Return each line of the data below that contains the word "white", copying every such line in full.

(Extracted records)
────

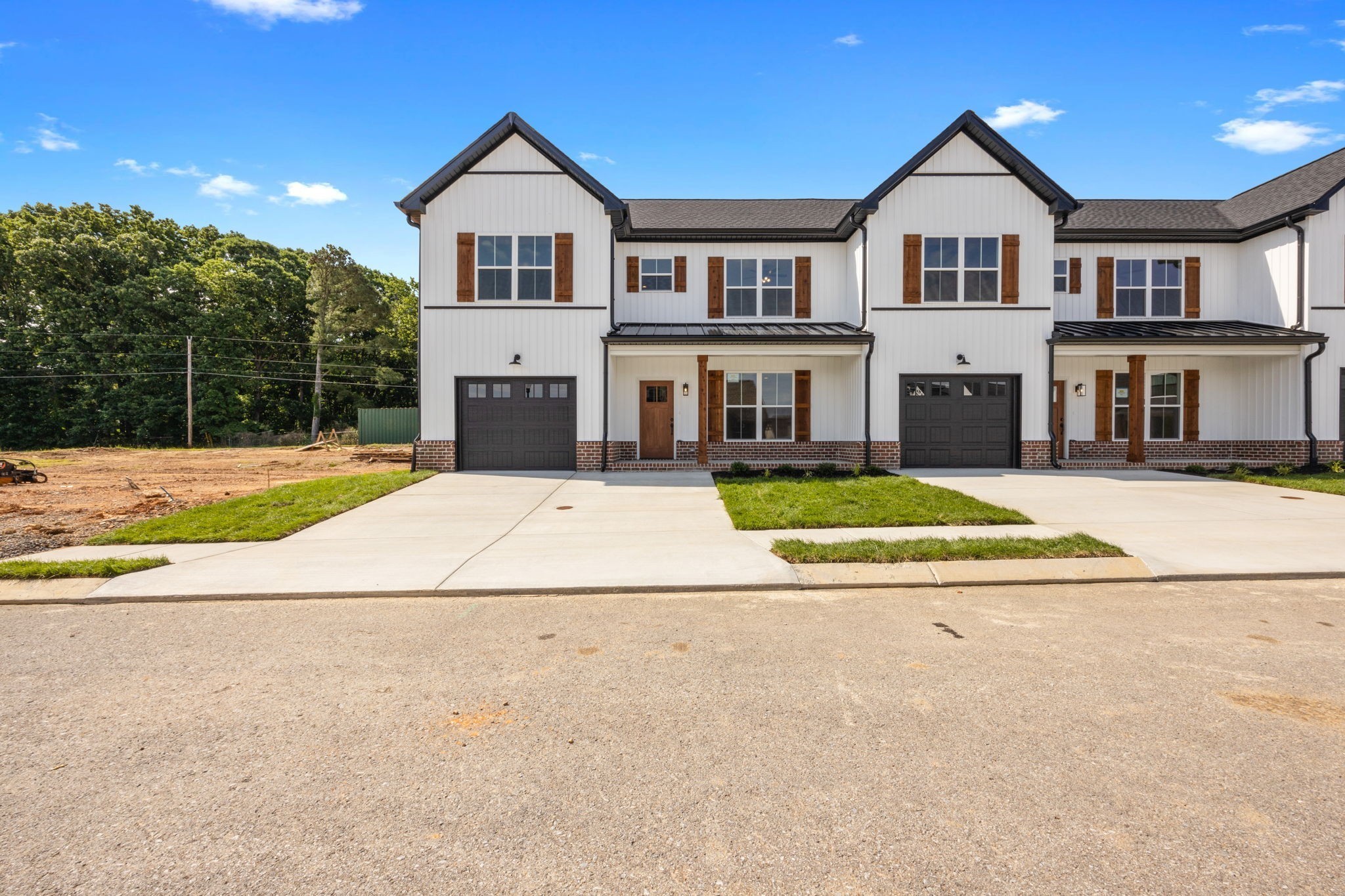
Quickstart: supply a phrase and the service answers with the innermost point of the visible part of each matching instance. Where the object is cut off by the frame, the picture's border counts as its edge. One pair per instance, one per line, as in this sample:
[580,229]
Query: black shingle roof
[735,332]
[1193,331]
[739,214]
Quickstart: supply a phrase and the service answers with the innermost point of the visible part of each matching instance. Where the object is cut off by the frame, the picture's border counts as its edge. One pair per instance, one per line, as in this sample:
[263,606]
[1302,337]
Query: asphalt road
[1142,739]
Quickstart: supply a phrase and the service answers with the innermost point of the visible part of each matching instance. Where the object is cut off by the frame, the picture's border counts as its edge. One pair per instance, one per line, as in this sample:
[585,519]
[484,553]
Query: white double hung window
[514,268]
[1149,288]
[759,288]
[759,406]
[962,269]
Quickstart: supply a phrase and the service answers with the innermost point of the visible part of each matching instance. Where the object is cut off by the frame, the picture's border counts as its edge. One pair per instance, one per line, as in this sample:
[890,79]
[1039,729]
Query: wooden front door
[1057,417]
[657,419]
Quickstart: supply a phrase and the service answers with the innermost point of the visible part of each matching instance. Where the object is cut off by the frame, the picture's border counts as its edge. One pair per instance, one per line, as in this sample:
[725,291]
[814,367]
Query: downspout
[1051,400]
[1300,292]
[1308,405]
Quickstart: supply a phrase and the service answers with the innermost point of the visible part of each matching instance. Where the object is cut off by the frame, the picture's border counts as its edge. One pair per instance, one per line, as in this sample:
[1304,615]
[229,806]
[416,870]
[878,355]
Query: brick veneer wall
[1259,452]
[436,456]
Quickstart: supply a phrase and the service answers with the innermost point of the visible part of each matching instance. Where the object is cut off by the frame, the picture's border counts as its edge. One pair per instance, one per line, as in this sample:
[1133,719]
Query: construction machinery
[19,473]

────

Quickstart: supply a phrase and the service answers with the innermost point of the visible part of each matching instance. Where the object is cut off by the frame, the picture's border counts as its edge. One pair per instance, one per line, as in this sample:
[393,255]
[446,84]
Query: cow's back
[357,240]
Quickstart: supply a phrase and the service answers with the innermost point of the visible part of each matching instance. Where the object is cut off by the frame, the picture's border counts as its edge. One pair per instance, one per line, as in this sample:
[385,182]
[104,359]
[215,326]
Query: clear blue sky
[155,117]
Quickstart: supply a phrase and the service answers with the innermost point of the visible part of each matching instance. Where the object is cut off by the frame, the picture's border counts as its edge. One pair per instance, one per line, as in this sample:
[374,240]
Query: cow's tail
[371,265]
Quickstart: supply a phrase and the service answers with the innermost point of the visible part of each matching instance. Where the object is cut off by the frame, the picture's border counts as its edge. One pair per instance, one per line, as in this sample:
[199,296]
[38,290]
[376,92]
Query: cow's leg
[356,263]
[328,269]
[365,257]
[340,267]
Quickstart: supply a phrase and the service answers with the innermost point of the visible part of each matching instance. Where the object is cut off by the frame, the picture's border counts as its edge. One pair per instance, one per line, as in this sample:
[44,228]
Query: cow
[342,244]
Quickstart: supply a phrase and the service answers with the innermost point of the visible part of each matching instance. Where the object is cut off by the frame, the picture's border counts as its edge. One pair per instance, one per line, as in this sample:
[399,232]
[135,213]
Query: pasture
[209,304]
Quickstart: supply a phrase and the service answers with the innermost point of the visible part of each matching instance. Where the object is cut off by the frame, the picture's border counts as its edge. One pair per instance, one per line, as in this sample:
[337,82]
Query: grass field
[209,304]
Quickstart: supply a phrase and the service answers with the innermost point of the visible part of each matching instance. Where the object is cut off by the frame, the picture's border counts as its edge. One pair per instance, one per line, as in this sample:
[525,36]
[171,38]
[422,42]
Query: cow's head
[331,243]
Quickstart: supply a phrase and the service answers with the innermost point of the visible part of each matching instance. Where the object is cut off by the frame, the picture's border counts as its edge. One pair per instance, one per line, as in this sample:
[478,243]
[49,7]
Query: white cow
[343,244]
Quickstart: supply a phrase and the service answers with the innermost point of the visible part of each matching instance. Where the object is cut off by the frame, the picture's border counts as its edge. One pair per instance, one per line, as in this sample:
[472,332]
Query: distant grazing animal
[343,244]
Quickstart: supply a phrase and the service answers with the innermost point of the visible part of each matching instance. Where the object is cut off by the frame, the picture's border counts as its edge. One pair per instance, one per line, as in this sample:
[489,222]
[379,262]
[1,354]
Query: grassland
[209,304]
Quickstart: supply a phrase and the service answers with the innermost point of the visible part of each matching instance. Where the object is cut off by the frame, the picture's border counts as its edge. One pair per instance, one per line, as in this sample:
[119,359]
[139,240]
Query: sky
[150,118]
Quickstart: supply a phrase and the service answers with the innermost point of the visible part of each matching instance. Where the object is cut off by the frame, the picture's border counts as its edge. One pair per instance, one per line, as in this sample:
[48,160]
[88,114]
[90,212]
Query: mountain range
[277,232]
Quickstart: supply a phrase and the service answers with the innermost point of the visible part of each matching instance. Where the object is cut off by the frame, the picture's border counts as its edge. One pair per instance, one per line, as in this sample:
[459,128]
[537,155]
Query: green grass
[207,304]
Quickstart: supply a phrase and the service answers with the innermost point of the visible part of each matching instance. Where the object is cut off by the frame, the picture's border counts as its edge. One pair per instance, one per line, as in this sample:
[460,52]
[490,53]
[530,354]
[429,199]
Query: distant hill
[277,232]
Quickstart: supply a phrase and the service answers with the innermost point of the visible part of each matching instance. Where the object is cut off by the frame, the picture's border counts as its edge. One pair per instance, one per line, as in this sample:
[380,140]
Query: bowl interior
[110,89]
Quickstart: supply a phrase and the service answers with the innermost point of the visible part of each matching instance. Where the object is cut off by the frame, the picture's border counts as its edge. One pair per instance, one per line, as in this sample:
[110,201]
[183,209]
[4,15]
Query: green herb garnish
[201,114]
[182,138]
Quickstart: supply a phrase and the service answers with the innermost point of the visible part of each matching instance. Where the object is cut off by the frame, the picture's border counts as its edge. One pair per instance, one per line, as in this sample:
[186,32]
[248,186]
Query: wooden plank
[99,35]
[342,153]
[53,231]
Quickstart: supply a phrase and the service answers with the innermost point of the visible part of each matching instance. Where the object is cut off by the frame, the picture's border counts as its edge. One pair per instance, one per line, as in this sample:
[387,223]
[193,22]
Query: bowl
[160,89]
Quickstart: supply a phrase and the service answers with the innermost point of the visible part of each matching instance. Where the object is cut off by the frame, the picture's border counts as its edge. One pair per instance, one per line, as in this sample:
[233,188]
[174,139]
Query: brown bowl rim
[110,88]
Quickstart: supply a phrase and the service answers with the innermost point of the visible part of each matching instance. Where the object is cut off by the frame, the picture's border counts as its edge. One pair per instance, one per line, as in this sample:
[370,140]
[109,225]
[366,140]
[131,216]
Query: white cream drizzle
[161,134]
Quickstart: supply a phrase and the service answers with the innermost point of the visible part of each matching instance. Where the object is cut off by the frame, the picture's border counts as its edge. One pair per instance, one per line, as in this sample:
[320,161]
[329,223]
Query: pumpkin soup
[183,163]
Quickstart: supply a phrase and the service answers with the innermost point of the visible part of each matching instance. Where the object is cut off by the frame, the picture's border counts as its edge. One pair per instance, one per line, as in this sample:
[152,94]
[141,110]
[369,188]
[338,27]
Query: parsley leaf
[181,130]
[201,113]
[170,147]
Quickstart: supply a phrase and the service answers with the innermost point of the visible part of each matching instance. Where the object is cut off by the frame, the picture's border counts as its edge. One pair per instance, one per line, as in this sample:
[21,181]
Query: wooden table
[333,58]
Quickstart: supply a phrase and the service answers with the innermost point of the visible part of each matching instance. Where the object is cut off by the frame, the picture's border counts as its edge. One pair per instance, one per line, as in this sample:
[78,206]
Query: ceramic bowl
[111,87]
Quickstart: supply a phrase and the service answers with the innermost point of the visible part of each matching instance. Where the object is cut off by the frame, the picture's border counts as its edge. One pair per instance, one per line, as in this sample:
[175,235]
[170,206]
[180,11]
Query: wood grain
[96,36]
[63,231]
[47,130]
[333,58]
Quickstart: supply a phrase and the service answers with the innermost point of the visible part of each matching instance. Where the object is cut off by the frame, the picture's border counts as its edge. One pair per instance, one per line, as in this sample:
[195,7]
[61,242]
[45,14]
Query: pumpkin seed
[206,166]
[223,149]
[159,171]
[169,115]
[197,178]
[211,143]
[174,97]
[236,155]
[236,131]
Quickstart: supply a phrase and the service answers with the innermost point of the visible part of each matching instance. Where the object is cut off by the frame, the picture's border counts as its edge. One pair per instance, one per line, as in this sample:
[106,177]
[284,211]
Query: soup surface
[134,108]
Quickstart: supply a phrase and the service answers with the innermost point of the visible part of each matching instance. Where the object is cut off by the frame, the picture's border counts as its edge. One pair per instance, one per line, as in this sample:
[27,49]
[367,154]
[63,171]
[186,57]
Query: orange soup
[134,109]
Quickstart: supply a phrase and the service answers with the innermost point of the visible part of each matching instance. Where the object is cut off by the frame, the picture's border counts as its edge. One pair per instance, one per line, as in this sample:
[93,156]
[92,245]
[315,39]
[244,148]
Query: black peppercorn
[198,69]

────

- _EXPECTED ANSWER_
Query: white double hung window
Query: white cow
Query: white cream drizzle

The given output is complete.